**WORK TO BE COMPLETED**:
Are you able to retype all the records below exactly?

**MATERIAL SHOWN**:
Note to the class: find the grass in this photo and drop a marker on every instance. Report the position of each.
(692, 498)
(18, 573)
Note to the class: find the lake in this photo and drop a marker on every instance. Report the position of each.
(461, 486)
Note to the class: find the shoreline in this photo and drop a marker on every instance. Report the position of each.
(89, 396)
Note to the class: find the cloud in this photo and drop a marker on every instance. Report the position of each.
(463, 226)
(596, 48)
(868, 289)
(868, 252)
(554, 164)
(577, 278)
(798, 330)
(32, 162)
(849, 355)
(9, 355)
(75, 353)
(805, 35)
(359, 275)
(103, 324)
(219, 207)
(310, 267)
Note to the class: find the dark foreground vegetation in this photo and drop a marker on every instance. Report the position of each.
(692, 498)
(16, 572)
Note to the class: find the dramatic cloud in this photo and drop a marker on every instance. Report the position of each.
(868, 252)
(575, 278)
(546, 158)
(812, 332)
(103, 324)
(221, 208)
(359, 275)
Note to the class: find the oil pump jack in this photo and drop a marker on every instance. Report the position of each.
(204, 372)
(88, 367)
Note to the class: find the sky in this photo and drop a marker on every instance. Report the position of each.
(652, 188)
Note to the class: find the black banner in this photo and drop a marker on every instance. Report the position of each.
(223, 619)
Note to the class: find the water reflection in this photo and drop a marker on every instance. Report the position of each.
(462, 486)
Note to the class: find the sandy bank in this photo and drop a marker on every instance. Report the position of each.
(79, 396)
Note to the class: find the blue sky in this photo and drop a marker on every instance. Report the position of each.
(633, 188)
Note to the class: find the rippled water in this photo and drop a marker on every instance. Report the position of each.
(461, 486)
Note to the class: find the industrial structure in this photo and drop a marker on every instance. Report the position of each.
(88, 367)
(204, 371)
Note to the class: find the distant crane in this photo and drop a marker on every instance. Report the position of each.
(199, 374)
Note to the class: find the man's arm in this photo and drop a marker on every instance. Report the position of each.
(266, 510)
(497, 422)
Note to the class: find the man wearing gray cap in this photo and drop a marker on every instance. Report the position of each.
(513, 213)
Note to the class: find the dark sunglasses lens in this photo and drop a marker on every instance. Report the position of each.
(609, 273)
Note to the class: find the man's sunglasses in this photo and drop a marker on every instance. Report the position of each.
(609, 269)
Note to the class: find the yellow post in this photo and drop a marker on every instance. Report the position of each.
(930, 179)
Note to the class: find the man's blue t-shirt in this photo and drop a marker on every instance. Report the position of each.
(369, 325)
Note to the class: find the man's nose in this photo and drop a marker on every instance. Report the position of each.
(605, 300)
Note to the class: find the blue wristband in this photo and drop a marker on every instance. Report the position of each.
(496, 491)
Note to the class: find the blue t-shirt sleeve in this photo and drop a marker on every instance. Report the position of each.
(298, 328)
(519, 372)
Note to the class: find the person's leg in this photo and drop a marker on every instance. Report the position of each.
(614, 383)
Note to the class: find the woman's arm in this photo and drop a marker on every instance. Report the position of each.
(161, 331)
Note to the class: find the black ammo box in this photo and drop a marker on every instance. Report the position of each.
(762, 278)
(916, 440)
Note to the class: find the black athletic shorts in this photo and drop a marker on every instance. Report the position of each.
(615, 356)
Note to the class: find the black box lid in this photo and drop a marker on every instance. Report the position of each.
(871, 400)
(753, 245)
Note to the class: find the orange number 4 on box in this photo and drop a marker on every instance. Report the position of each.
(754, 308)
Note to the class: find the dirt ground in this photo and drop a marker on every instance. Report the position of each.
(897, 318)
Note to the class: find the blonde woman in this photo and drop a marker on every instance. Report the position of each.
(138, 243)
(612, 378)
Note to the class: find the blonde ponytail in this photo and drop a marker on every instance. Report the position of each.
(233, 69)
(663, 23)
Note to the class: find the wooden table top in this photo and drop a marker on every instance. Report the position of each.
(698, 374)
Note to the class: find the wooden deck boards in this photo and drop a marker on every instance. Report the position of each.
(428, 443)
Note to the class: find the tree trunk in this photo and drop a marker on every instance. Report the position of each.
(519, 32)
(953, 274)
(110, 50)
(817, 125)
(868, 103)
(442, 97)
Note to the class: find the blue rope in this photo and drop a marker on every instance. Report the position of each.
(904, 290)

**THE RESPONSE**:
Note to the class: find the grass in this photo and drop a marker on every instance. Report the position of each.
(692, 498)
(18, 573)
Note to the class: find the lake in this photo and drop a marker on every instance. Report the position of each.
(461, 486)
Note to the class: find the shoreline in this photo and drop a marker on every instance. Report the position of each.
(89, 396)
Note to the class: find the cloud in this photo and drop a marker on every instance. Report the position of each.
(463, 226)
(596, 48)
(868, 289)
(868, 252)
(554, 164)
(577, 278)
(798, 330)
(32, 162)
(849, 355)
(9, 355)
(75, 353)
(805, 35)
(359, 275)
(103, 324)
(219, 207)
(310, 267)
Note to the class: find the dark foreground vegetation in this photo and drop a marker on every instance. Report the position of each.
(692, 498)
(16, 572)
Note to the class: find the dramatic cloud in this photo and drop a marker on every instance. Report the position of each.
(868, 252)
(575, 278)
(546, 158)
(812, 332)
(103, 324)
(221, 208)
(359, 275)
Note to the class: find the oil pump jack in this photo and drop a marker on every instance. Report the position of each.
(204, 372)
(88, 367)
Note to the class: find the sky in this photo and drop a marker on every instance. Report the position of each.
(652, 188)
Note to the class: find the black banner in this photo and drop a marker on every instance. Report the position of each.
(223, 619)
Note to the class: find the water reflection in this photo and drop a marker on every instance. Report the position of each.
(462, 486)
Note to the class: find the sandy bank in this photo and drop a marker on every instance. Report the position of each.
(79, 396)
Note to the class: find the blue sky in this photo and drop a marker on every instance. Report the position of each.
(633, 188)
Note to the class: find the rippled water in this photo and drop a marker on every instance. Report the position of each.
(461, 486)
Note to the class: find the industrial structure in this photo and drop a marker on every instance. Report the position of each.
(88, 367)
(204, 371)
Note to the class: find the distant crane in this photo and drop a marker on every instance. Report the position of each.
(199, 374)
Note to the class: find the man's arm in this photo and drop a marker on every instance. Report the position of each.
(266, 510)
(497, 422)
Note to the class: find the man wearing gray cap in this photo and drop a marker on every instance. Report the position of each.
(513, 213)
Note to the class: find the dark sunglasses lens in this photo and drop a marker on every instance. Report the position of each.
(609, 273)
Note to the class: find the man's sunglasses in this photo and drop a marker on every instance. Report the position of each.
(609, 269)
Note to the class: find the yellow post in this photo and drop a marker on every instance. Report the position of each.
(930, 179)
Note to the class: find the man's blue t-shirt in this photo and drop a marker on every instance. Report the position of each.
(369, 325)
Note to the class: find the man's nose in this photo and drop a marker on every instance. Report the position of each.
(605, 300)
Note to the class: find the blue wristband in this photo and drop a marker on every instance. Report the position of each.
(496, 491)
Note to the class: find the blue t-shirt sleeve in this photo and drop a marker on every instance. Report the position of each.
(298, 328)
(519, 372)
Note to the class: find the person's leg in this photo and drop a marker on every instance. Report the position of each.
(614, 383)
Note to the class: find the woman's arm in this photo and drop a marker on every instance. Report the position of each.
(161, 331)
Note to the class: find the black ammo box in this photo and drop a marker on every instance. Report the position of each.
(762, 278)
(916, 440)
Note to the class: find the black athletic shorts in this photo and drop a marker on every instance. Report the position of each.
(615, 356)
Note to the class: find the black box lid in this photo and drop a marker on every instance. Report the position of each.
(871, 400)
(753, 245)
Note to the class: find the orange number 4 on box in this photo and drop a marker on every instance. Report the position of each.
(754, 308)
Note to the class: find the dirt ground in this photo and drop a marker on every instance. Report the position of each.
(897, 318)
Note to the class: find the blonde woman in this photo and drop a marker on every instance. Report the position of each.
(138, 243)
(612, 378)
Note to the class: find the blonde ponytail in this photo and drop a marker on every instance. Report the position of each.
(233, 69)
(663, 23)
Note to the class: find the wooden table top in this photo and drop a marker on every instance. Report the position of each.
(698, 374)
Note to the class: find the wooden deck boards in this photo and drop a marker on every instance. Report the position of each.
(428, 443)
Note to the class: find the tree trunk in this photo and drop a marker on every instance. Report the position of each.
(519, 32)
(953, 274)
(110, 50)
(817, 125)
(868, 103)
(442, 97)
Note to the class: find the blue rope in this photo and drop a marker on every instance. Report the position of each.
(904, 290)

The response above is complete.